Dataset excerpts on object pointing
▽
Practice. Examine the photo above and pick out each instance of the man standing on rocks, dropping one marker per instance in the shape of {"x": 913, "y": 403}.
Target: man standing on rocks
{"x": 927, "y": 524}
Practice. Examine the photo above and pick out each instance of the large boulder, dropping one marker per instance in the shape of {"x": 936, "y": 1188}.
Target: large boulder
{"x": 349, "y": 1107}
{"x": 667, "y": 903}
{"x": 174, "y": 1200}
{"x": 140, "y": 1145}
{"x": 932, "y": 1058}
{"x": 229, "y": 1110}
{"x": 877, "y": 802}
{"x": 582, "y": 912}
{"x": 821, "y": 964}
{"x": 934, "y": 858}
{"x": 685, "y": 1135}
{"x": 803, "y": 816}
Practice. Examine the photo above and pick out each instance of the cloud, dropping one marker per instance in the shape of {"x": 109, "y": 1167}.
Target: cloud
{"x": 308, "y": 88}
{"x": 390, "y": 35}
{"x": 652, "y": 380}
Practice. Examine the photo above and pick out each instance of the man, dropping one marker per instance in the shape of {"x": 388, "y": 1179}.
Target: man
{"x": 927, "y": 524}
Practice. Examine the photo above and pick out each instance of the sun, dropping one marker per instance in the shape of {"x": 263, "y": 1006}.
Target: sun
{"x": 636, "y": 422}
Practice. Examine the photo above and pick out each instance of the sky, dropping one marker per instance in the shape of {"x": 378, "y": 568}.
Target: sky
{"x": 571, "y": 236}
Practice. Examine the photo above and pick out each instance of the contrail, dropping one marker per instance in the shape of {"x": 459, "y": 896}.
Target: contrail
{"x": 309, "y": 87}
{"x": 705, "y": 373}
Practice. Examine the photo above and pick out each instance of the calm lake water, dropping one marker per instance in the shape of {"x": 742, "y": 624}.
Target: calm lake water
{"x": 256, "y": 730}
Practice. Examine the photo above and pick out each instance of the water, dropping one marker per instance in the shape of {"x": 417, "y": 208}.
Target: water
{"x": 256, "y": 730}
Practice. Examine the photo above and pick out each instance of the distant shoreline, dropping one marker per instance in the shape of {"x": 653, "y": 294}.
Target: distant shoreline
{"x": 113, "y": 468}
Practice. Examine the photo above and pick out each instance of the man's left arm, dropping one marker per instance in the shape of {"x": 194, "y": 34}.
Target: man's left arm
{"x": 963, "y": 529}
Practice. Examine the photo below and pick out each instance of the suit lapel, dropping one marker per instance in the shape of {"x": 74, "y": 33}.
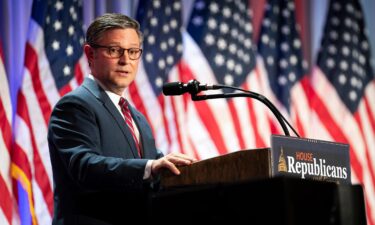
△
→ What is asked
Copy the lines unchanged, starting at the line that contains "the sky, dropping" and continuing through the end of the items. Leave out the pictures.

→ Response
Practice. Examine the photo above and pick out each instance of the sky, dropping one marker per instance in the shape of {"x": 378, "y": 568}.
Target: sky
{"x": 571, "y": 236}
Practice. Examine the photo above and pick out each instance of the contrail, dropping one marker per instance in the shape of {"x": 459, "y": 896}.
Target: contrail
{"x": 309, "y": 87}
{"x": 705, "y": 373}
Practice. Examine the photo above and pick out each instance of the calm lake water, dropping one marker per instance in the shape of {"x": 742, "y": 624}.
Target: calm lake water
{"x": 256, "y": 730}
Practice. Examine the photo above and pick out each instance of the water, dropping one marker per instance in the shape of {"x": 417, "y": 208}.
Target: water
{"x": 256, "y": 730}
Practice. Examine the photo above and pick out each instance of the distant shoreline, dropping one marker per instance in the shape of {"x": 653, "y": 294}.
Target: distant shoreline
{"x": 113, "y": 468}
Practice. Examine the photo above and pick out each instance of the man's left arm, dropping one marker per instance in the shape of {"x": 194, "y": 34}.
Target: man's left arm
{"x": 963, "y": 529}
Practice. Examine the photo below and pick out each instance of the suit lapel, dropping one marker per instance in the shape of {"x": 74, "y": 33}.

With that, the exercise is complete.